* **GOAL OF THE EXERCISE**: From the records below, pull each line that has "wooden".

[GIVEN INFORMATION Boundary: Start]

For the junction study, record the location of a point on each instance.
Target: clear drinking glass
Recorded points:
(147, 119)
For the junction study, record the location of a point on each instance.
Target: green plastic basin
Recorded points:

[GIVEN INFORMATION Boundary: End]
[GIVEN INFORMATION Boundary: Start]

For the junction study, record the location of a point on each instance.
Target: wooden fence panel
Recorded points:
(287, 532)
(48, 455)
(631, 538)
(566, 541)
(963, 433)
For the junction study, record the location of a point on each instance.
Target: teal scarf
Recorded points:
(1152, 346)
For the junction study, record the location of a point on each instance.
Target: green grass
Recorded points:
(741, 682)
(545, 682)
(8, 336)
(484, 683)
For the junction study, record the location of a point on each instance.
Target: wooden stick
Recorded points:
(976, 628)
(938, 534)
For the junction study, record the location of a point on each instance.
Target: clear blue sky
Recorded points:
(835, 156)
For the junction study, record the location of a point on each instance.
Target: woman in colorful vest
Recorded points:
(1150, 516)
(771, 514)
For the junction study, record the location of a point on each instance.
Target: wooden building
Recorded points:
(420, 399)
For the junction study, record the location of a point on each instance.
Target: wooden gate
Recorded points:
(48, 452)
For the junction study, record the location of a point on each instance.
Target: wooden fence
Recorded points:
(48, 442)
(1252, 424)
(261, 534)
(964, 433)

[GIVEN INFORMATION Boundary: End]
[GIVEN INFORMATION Boundary: Start]

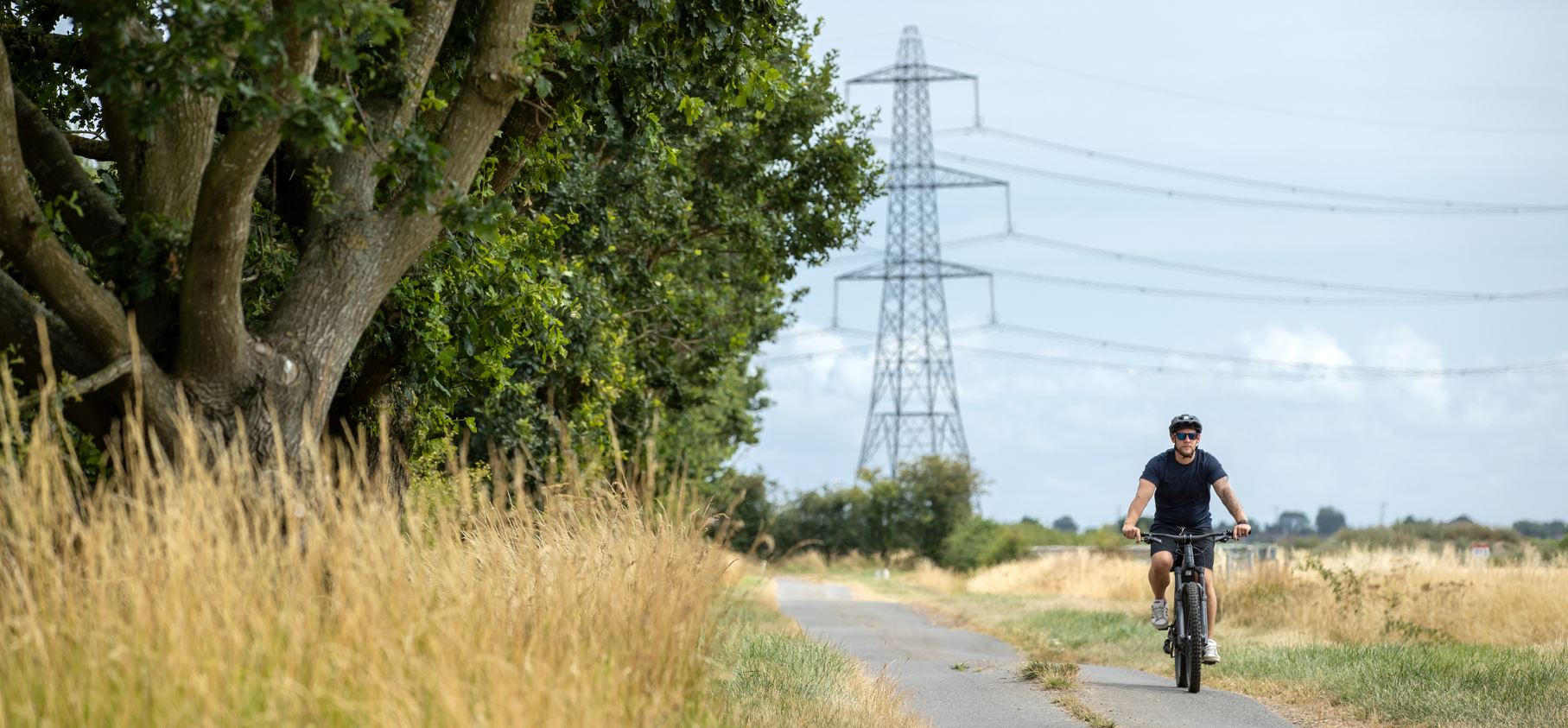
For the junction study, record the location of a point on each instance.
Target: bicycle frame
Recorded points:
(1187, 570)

[GIVEN INFORMATION Boundary: End]

* **RESPONSE TO THE TASK**:
Target: wooden fence panel
Target: wooden stick
Target: wooden building
Target: wooden gate
Target: wooden fence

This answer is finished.